AIM:
Copy the rows from the line with "outline protest sign" up to and including the line with "[[[14,35],[15,56],[29,56],[28,35]]]", changing "even-odd" to "nonzero" and keeping everything else the same. Leave the pictures out of your copy.

Boundary labeling rows
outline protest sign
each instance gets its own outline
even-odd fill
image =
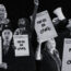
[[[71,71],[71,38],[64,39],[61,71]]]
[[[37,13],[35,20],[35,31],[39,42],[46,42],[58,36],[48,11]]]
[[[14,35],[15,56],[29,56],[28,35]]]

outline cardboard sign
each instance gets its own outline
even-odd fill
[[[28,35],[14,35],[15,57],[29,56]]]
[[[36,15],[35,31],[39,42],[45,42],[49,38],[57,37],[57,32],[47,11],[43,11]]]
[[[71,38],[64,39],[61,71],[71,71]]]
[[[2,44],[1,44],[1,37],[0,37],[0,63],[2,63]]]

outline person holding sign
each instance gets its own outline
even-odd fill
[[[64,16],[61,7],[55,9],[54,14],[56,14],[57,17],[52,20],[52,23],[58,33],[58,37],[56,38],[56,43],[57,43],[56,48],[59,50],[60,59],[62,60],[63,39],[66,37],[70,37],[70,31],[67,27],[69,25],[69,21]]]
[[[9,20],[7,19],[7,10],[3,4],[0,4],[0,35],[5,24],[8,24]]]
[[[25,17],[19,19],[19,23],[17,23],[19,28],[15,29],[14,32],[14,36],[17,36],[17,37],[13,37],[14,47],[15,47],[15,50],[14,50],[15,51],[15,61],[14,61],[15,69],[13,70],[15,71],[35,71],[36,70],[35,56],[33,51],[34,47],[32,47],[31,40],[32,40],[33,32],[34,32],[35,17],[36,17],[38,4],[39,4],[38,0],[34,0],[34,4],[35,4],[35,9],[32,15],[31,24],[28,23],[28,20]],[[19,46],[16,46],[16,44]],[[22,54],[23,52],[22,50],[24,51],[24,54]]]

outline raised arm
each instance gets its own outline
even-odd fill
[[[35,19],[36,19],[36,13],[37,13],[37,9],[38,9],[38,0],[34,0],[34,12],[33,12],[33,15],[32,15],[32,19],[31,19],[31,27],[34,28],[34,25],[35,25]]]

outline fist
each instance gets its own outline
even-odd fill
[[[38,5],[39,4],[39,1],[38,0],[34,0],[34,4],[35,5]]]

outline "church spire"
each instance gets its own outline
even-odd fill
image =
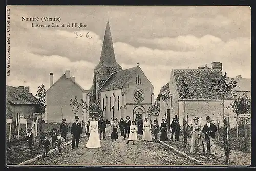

* * *

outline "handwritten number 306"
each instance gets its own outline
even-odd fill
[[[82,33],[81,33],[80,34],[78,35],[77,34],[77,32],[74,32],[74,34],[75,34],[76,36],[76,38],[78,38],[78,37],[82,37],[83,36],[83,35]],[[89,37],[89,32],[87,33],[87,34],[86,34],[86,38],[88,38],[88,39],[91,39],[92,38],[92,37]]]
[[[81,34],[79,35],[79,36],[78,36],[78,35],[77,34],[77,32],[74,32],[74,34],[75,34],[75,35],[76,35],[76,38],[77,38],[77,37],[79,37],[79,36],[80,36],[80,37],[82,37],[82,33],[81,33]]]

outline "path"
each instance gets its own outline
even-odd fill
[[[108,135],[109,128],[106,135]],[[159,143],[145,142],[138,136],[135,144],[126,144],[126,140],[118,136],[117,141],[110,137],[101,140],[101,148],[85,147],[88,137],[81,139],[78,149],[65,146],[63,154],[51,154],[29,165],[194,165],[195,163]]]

THE OUTPUT:
outline protest sign
each instance gets its own outline
nonzero fill
image =
[[[71,71],[71,38],[64,39],[61,71]]]
[[[37,13],[35,20],[35,31],[39,42],[46,42],[58,36],[48,11]]]
[[[14,35],[15,56],[29,56],[28,35]]]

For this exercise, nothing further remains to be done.